### Exercise passage
╭──

September 5, 2017

The Sun The Moon and Taking Things for Granted

I just read a Chinese parable another day. It says an old man was asked which one is more important, the Sun or the Moon. The old man thought for a long while and answered "the Moon".
"Why?"
"Because the Moon shines in the night when we especially need it; the Sun shine in the day when it's already light."

I found it inspiring. Taking thing for granted seems to be a major disposition of our humans. Yesterday I read another article on facebook about health advice given by a 104 year-old Japanese doctor. While I appreciated most of the advice, one of them struck me hard: "Energy does not come from sleeping a lot or eating well, it comes from feeling good" Well, I hope the doctor did not mean literally (or maybe the translation wasn't accurate due to the confusion of Japanese language?), because the fact right before me is that if we don't eat and sleep, no matter how good we feel, we die, and we die with horrible feeling. As simple as that.

From what I learned humans' energy does come from foods. Sleep doesn't "provide" energy but without it our bodies cannot function well enough to receive nutrition from foods, so it's equally crucial to our energy production.

╰──

### Input data
╭──

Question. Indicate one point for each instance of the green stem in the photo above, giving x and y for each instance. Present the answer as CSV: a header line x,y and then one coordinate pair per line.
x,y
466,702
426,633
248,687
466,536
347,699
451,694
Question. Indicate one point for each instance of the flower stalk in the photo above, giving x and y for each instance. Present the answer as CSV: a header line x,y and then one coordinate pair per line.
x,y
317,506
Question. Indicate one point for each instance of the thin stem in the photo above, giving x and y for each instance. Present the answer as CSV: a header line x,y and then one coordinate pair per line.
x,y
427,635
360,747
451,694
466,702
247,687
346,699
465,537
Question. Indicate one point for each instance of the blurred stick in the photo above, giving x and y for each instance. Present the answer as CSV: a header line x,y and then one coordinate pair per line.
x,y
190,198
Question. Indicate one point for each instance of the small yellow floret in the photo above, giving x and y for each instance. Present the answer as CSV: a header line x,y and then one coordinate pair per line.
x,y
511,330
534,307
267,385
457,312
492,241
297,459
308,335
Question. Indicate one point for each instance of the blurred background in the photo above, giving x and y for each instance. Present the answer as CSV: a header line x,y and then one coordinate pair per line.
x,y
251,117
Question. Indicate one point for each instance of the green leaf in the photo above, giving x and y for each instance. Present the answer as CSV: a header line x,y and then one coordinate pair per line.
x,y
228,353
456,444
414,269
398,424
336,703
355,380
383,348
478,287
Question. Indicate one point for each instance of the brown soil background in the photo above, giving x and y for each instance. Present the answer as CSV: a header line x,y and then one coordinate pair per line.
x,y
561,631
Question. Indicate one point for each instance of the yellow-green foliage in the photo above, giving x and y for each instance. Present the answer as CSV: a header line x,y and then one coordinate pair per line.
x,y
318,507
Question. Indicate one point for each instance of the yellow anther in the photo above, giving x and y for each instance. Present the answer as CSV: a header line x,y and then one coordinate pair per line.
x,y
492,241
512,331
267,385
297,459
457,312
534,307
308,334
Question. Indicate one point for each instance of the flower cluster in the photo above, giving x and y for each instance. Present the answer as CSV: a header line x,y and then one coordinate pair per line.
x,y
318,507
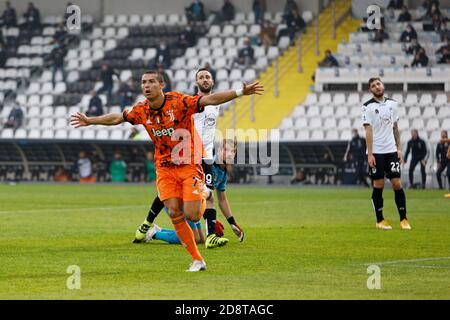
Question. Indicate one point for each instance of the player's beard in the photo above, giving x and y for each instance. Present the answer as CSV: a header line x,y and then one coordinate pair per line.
x,y
204,89
378,96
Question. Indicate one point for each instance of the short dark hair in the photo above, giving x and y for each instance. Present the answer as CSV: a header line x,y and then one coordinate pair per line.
x,y
159,76
200,70
371,80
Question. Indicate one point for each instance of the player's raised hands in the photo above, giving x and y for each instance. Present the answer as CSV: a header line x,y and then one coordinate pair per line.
x,y
254,88
79,120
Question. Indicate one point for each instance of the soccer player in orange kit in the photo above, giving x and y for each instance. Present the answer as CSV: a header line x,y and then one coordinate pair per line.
x,y
178,148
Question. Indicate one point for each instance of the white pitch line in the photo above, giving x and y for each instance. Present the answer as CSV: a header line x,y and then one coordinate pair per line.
x,y
407,261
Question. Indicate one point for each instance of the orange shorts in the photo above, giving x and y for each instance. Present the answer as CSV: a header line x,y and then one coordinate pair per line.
x,y
183,181
90,179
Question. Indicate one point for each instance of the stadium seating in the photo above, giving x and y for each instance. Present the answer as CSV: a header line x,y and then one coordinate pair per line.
x,y
360,57
333,116
128,44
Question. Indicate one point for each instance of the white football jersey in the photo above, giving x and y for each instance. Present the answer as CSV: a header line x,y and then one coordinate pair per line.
x,y
381,117
205,124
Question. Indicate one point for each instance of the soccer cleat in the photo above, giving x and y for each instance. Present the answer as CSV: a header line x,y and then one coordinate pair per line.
x,y
404,224
384,225
151,232
141,232
197,265
213,241
238,231
218,228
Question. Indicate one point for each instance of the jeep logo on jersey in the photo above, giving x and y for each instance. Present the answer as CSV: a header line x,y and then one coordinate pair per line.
x,y
163,132
210,120
170,114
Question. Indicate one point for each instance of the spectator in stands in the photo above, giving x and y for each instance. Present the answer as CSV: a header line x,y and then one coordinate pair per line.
x,y
395,4
95,105
213,72
246,55
445,58
187,38
67,14
404,16
419,153
380,35
163,55
32,17
196,11
106,76
61,175
442,48
443,162
57,56
420,59
409,34
3,55
15,117
290,6
268,34
259,8
60,32
9,16
426,4
126,93
84,168
413,47
329,61
118,168
150,167
165,75
356,153
434,10
444,32
226,14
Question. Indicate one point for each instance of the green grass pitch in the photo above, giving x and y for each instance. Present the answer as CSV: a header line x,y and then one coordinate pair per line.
x,y
305,243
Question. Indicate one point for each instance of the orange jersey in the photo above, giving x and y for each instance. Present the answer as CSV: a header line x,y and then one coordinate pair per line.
x,y
168,127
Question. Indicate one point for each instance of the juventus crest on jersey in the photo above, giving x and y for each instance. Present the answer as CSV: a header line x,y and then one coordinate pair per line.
x,y
381,116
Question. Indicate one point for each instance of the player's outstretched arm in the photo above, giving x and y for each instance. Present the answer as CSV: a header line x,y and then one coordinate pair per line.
x,y
369,144
81,120
396,131
225,96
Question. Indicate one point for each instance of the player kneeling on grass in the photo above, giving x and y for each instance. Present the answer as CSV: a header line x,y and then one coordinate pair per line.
x,y
380,118
225,157
167,117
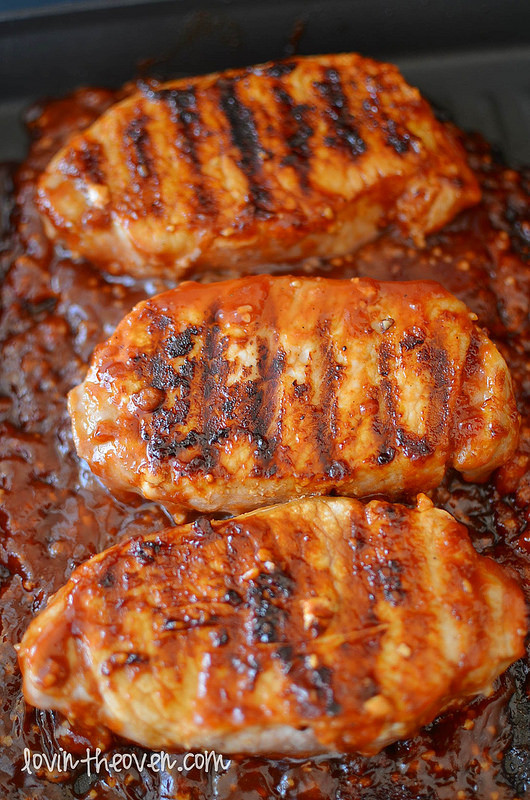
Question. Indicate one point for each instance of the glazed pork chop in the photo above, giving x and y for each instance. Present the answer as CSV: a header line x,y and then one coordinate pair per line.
x,y
239,394
310,156
322,625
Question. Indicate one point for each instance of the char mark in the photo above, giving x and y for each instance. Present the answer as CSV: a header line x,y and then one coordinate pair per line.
x,y
281,69
267,600
437,362
384,424
211,382
346,133
326,420
244,136
298,133
141,165
184,113
90,159
270,367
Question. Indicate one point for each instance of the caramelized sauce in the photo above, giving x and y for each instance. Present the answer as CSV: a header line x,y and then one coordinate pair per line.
x,y
54,514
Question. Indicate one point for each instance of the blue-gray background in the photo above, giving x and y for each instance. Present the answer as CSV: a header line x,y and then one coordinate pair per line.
x,y
471,57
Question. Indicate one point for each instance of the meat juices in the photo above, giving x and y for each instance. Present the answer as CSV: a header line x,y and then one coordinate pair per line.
x,y
317,626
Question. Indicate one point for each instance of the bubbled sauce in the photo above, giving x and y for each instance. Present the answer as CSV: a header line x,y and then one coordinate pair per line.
x,y
54,514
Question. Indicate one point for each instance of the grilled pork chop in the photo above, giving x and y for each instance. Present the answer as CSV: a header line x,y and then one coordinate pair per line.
x,y
238,394
321,625
310,156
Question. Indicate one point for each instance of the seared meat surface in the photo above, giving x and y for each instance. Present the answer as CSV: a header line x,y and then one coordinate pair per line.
x,y
321,625
310,156
234,395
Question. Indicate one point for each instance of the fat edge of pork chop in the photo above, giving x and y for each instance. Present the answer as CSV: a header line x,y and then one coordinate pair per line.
x,y
239,394
277,162
322,625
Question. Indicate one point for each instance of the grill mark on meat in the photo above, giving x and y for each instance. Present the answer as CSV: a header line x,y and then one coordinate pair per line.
x,y
347,134
244,136
90,159
281,69
384,424
298,133
326,417
435,359
462,411
413,445
141,165
184,113
211,381
270,367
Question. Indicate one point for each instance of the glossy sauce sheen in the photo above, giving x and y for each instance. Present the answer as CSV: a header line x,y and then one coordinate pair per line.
x,y
54,514
237,394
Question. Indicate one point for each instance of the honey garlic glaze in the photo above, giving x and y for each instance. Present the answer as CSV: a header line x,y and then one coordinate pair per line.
x,y
54,514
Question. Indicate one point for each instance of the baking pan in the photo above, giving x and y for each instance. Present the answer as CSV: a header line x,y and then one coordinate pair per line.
x,y
470,58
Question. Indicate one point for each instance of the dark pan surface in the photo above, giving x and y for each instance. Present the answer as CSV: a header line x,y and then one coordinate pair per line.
x,y
473,61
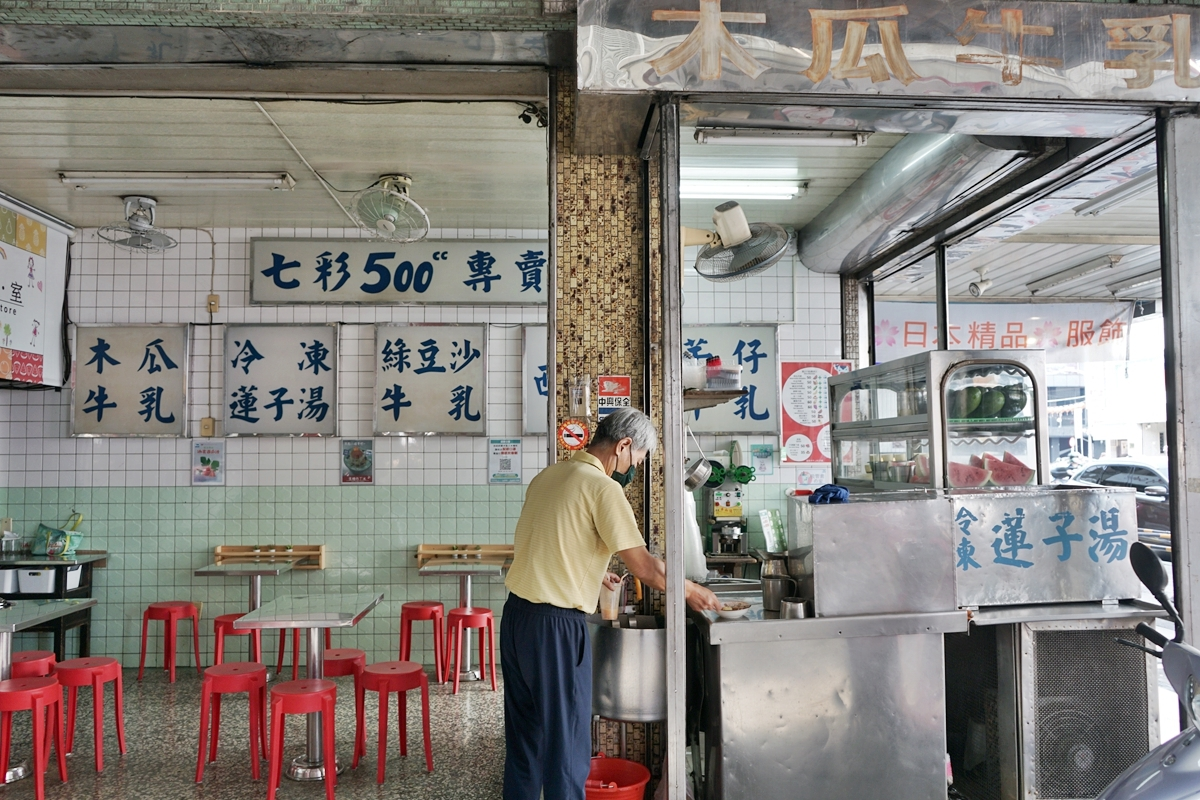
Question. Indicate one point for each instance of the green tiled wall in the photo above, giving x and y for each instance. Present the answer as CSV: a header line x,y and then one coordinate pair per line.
x,y
156,537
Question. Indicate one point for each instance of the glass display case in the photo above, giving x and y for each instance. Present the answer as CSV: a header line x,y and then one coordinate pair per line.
x,y
946,419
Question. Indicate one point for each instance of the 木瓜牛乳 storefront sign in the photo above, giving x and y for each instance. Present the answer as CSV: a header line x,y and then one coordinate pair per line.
x,y
372,271
957,48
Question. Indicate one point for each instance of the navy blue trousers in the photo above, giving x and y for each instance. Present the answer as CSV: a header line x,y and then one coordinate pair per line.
x,y
547,701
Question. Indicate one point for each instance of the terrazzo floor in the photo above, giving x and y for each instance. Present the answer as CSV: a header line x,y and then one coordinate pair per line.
x,y
162,728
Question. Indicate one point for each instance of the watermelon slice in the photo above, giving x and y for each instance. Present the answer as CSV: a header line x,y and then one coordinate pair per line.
x,y
966,476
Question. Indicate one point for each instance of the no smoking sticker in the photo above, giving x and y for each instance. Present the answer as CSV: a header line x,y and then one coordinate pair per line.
x,y
573,434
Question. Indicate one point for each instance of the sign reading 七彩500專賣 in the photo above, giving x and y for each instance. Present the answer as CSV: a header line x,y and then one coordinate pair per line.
x,y
281,379
367,271
431,379
130,380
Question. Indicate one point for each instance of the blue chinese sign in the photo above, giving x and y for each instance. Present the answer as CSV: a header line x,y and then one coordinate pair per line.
x,y
431,379
754,349
131,380
1043,546
370,271
281,379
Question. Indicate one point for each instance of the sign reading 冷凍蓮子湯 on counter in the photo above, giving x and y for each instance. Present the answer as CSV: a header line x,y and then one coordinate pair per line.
x,y
957,48
431,379
130,380
372,271
281,379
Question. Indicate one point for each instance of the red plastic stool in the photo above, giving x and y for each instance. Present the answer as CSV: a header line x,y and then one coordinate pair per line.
x,y
94,672
303,697
456,624
223,626
40,696
171,612
343,661
33,663
418,611
228,679
387,677
295,650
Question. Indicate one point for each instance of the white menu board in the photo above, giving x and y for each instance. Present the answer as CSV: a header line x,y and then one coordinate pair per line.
x,y
281,380
365,270
431,379
130,380
754,347
534,389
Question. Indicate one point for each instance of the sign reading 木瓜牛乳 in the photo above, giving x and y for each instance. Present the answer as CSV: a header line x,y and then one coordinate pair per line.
x,y
372,271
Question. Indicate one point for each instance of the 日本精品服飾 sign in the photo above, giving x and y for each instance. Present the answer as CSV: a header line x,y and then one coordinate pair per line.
x,y
431,379
130,380
366,270
281,379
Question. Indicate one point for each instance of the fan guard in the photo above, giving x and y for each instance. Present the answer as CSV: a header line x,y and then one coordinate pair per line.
x,y
385,210
766,246
137,232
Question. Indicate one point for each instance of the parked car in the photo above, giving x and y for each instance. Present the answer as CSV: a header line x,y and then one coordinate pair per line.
x,y
1150,480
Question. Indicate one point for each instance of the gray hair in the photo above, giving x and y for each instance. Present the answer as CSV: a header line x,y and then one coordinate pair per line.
x,y
628,423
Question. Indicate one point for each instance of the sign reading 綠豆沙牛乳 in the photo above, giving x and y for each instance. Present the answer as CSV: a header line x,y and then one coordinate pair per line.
x,y
371,271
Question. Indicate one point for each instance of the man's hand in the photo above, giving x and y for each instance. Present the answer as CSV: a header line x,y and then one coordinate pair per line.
x,y
700,599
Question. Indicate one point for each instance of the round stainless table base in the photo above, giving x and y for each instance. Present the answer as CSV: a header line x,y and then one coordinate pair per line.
x,y
17,771
301,769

╰──

### Task instructions
[a] Reproduce the post on taking things for granted from "From what I" to "our energy production.".
[b] Carry on the post on taking things for granted, beginning after its last sentence.

### List of answers
[a]
From what I learned humans' energy does come from foods. Sleep doesn't "provide" energy but without it our bodies cannot function well enough to receive nutrition from foods, so it's equally crucial to our energy production.

[b]
Since I lived with chronic health problem for ages, I found, people - of course include me - tend to take physical health for granted. We apprise our mental power so much to an extent that some people literally believe feeling good is all we need to live well. The belief in our mental power is also out of proportion. During Chinese cultural revolution, a famous slogan went like this: "The field produces as much crops as people want." Nowaday a popular phrase goes "There are nothing you can't do but only what you can't imagine." Such beliefs go on and on and it is called positive thinking and it's panacea for all diseases and fuel for all ambitions.

Why people so insist the importance of our mental energy? I suppose the reason is exactly the same as that old man who says the Moon is more important than the Sun, that is: like the Sun, foods and sleep are there almost EVERYDAY, so we ignore them, forgot that if we don't have them there will be no chance for our mental exercise.

The Chinese article that cites the parable story above also talks about mother's love, another thing that many people take it for granted. Yes, I believe physical health is like mother's love, we only realize it's importance when we lose it.

The Moon shines in the night, brings us romantic imagination and fascination, so and so, but it's the Sun who stays there day and light, provides the most important sources for our existence, which made all those romantic exercises possible. Yet, when we enjoy these "luxuries", we think those are all it's about and don't give credit to something that is more essential. Why? I don't know but I suppose that shortsightedness is what we are born with.